### [SUPPLIED MATERIAL]
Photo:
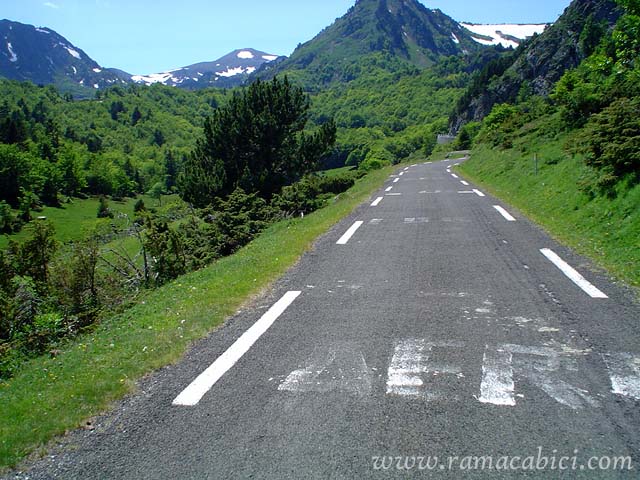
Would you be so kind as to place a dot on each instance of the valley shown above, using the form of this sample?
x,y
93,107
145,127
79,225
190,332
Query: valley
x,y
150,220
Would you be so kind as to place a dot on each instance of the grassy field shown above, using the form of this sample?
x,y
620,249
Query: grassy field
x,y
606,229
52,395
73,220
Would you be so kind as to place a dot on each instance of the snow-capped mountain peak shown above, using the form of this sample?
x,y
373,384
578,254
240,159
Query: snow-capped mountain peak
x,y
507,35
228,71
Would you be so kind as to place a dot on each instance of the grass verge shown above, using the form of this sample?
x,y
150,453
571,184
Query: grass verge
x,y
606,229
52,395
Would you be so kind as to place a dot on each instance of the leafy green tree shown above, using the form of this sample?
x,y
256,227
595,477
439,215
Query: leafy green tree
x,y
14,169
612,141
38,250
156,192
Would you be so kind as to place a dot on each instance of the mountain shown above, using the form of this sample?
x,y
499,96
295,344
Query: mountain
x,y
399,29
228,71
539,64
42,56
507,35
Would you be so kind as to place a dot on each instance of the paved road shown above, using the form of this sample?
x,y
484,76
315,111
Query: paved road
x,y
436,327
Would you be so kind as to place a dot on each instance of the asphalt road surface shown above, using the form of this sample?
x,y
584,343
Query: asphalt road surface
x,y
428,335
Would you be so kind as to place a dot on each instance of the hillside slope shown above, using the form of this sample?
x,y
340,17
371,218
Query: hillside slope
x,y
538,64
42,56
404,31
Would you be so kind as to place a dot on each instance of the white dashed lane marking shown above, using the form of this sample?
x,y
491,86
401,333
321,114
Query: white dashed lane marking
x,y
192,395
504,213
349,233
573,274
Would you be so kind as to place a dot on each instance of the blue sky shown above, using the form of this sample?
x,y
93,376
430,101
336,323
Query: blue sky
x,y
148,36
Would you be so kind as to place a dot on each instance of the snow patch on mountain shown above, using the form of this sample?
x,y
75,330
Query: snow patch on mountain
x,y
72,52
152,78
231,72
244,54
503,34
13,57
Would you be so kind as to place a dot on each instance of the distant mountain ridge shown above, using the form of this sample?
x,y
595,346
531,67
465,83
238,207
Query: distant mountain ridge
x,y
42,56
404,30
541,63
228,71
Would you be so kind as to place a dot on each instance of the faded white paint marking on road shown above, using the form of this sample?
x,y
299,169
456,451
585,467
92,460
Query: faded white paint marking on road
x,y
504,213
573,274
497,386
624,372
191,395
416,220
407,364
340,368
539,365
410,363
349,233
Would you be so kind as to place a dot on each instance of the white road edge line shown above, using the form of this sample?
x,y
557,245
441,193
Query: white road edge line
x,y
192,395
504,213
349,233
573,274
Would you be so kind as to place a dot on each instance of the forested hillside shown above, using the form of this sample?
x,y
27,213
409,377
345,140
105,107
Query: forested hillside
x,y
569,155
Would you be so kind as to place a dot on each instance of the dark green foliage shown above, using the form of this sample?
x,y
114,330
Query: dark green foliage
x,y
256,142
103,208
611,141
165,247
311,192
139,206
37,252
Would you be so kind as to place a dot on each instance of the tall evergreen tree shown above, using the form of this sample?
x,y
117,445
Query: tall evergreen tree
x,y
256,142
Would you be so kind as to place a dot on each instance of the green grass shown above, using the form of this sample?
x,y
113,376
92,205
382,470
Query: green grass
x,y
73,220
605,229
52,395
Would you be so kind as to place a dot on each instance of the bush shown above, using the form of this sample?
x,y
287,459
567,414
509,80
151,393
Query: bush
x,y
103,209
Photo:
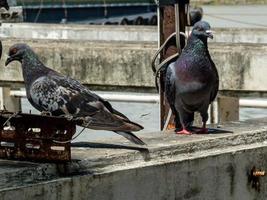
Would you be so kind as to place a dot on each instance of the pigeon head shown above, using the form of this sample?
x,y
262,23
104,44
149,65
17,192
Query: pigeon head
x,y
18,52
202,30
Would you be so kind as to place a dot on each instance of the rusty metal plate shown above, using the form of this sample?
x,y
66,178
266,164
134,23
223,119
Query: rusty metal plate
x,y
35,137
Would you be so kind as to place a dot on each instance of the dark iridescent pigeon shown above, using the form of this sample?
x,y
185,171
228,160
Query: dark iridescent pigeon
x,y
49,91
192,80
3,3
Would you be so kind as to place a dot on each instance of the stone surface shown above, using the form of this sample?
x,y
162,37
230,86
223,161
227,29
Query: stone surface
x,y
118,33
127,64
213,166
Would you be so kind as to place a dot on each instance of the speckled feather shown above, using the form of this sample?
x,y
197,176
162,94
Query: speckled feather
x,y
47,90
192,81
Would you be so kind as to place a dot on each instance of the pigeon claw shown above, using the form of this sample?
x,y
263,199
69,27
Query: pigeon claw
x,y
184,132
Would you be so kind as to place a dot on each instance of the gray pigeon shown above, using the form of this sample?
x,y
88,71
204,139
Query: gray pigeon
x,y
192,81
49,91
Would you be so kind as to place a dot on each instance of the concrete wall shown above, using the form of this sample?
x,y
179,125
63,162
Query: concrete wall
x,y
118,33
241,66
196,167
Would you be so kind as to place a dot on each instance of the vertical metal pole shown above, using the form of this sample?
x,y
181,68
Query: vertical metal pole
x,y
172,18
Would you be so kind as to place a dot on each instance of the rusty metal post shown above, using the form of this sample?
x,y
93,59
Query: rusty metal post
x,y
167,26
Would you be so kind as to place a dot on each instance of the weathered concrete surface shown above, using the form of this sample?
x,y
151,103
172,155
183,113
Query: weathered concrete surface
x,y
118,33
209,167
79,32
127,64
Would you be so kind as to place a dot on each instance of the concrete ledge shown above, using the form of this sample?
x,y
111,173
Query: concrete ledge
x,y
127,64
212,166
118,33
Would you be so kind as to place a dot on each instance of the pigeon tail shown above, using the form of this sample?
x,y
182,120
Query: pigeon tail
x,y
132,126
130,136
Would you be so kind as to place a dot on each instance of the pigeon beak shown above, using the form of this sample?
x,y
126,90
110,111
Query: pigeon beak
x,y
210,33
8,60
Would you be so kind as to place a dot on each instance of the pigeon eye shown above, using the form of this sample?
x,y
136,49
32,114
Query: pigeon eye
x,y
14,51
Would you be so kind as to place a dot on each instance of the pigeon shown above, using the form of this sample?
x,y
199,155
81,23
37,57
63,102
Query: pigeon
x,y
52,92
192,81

### [PROBLEM STATEMENT]
Could you rewrite all the rows, replacing every "place a dot" with "put a point" and changing nothing else, with the pictures left out?

### [CORRECT ANSWER]
Photo:
Would you be so kind as to put a point on each instance of the valley shown above, using the form of this sample?
x,y
93,107
145,127
79,225
190,332
Query: valley
x,y
150,220
Would you be so kind as to put a point on each instance of the grassy field shown above, using the form of this sample?
x,y
620,249
Query: grassy field
x,y
606,229
52,395
73,220
Would you be so kind as to put a point on each instance of the snow-capped mountain peak shown above, using the form of this sample?
x,y
373,384
578,254
240,159
Query: snow-capped mountain peak
x,y
507,35
228,71
Would you be so kind as to put a point on each instance of the grass verge shown above, using the form of this sample?
x,y
150,453
571,184
Query: grass verge
x,y
606,229
52,395
Would you be so kind as to put a point on each instance of the leafy green tree shown above, using the form of this sample?
x,y
256,227
595,477
439,215
Query: leafy green tree
x,y
14,169
612,141
38,250
156,192
Would you be so kind as to put a point on each instance of the mountain shown above, using the form of this sample?
x,y
499,96
295,344
Query: mountain
x,y
399,29
228,71
539,64
42,56
507,35
Would you be so kind as to put a point on each instance of the paved road shown above, using the form of this sample?
x,y
484,76
315,111
Query: paved road
x,y
436,327
Would you be so kind as to put a point on each instance of the asphalt road surface shown above, using the form of this sample?
x,y
584,343
Query: asphalt road surface
x,y
428,335
Would you be so kind as to put a point on each instance of the hillside slope shown above, using the form of this sample?
x,y
340,17
371,218
Query: hillside slope
x,y
538,64
42,56
404,31
Would you be so kind as to put a point on each instance of the white dashed lane marking shown above, using the form of this sample?
x,y
491,86
401,333
321,114
Query: white dashed lane marking
x,y
192,395
504,213
349,233
573,274
Would you be so kind as to put a point on each instance of the blue sky shown above, using the form of this sample?
x,y
93,376
430,101
336,323
Query: blue sky
x,y
148,36
Would you be so kind as to put a point on each instance of the snow patch on mountain shown above, using the form of this sample?
x,y
75,330
Query: snow patch on mountain
x,y
72,52
152,78
231,72
244,54
503,34
13,57
Would you be so kind as to put a point on each instance of the distant mountain ridge shown above, using the form of this sample?
x,y
595,346
531,67
465,83
238,207
Query: distant mountain ridge
x,y
42,56
404,30
541,63
228,71
Would you be so kind as to put a point on each instance of the faded white paint marking on road shown above, using the form of this sample?
x,y
299,169
456,451
585,467
92,460
Query: faded white paint marking on road
x,y
504,213
573,274
497,386
624,372
191,395
416,220
407,364
340,368
539,365
410,363
349,233
Would you be so kind as to put a point on each instance of the white road edge line shown above, using the form of this sample?
x,y
557,245
441,193
Query: white road edge line
x,y
192,395
504,213
349,233
573,274
Would you be so kind as to put a point on each instance of the forested hillside shown above, using the form of this sample?
x,y
27,213
409,377
345,140
105,107
Query: forested hillside
x,y
569,155
Would you be so kind as to put a point on each instance of the dark green foliage shown above, using the form of this sample?
x,y
114,330
Query: dark green foliage
x,y
256,142
103,208
611,141
165,247
311,192
139,206
37,252
Would you be so kind as to put a point on each instance of the tall evergreen tree shown above, using the form of this sample?
x,y
117,445
Query: tall evergreen tree
x,y
256,142
Would you be so kind as to put a point on each instance of the green grass shown above, using the form of this sample?
x,y
113,376
92,205
382,470
Query: green grass
x,y
73,220
605,229
52,395
Would you be so kind as to put a point on each instance of the bush shown above, using the form of this sample?
x,y
287,459
567,414
509,80
151,393
Query: bush
x,y
103,209
Photo:
Would you be so kind as to put a point on each instance of the pigeon head shown above, using the form of this sample?
x,y
262,23
104,44
149,65
17,192
Query: pigeon head
x,y
18,52
202,30
Would you be so kind as to put a point on each instance of the rusty metal plate shown above, using the form of this sample?
x,y
66,178
266,164
134,23
223,119
Query: rusty metal plate
x,y
35,137
Would you be so kind as to put a point on each instance of the dark iridescent pigeon shown above, using the form of this sample?
x,y
185,171
228,160
Query: dark iridescent pigeon
x,y
49,91
192,80
3,3
Would you be so kind as to put a point on each instance of the stone surface shown above, using the form of this sample?
x,y
162,37
230,86
223,161
227,29
Query: stone surface
x,y
118,33
127,64
213,166
Would you be so kind as to put a point on each instance of the speckled feather shown above, using the form of this sample?
x,y
197,176
162,94
Query: speckled feather
x,y
47,90
192,81
Would you be so kind as to put a point on each instance of the pigeon claw shown above, using the form of this sample?
x,y
263,199
69,27
Query: pigeon claw
x,y
184,132
Would you be so kind as to put a point on each instance of the gray pigeon shown above, using the form of this sample?
x,y
88,71
204,139
Query: gray pigeon
x,y
192,81
49,91
Would you be so kind as to put a point on each instance of the concrete wall shown above, using the form of this sample?
x,y
179,125
63,162
Query: concrete wall
x,y
118,33
241,66
196,167
Would you be so kind as to put a point on each instance of the vertical metal pole shown above, using the form of this sample?
x,y
181,68
Query: vertical metal pole
x,y
172,18
Would you be so kind as to put a point on each instance of the rusty metal post shown above, using the form of this sample?
x,y
93,59
Query: rusty metal post
x,y
167,26
Would you be so kind as to put a point on each instance of the weathered concrete surface shown above, using the form of this sample?
x,y
151,103
172,155
183,113
Query: weathered concrete surface
x,y
118,33
209,167
79,32
127,64
Would you be so kind as to put a point on each instance of the concrete ledge shown above, using the form of this sample?
x,y
111,173
Query: concrete ledge
x,y
127,64
212,166
118,33
Would you be so kind as to put a point on each instance of the pigeon tail shown above, using the form of this sample?
x,y
182,120
Query: pigeon tail
x,y
132,126
130,136
Would you be so kind as to put a point on each instance of the pigeon beak shown above, using the form of this sample?
x,y
126,90
110,111
Query: pigeon beak
x,y
210,33
8,60
Would you be so kind as to put a point on each instance of the pigeon eye shown above, using the form of this sample?
x,y
136,49
32,114
Query: pigeon eye
x,y
14,51
Would you be so kind as to put a point on each instance of the pigeon shown above, using the form of this sample?
x,y
199,155
81,23
37,57
63,102
Query: pigeon
x,y
52,92
192,81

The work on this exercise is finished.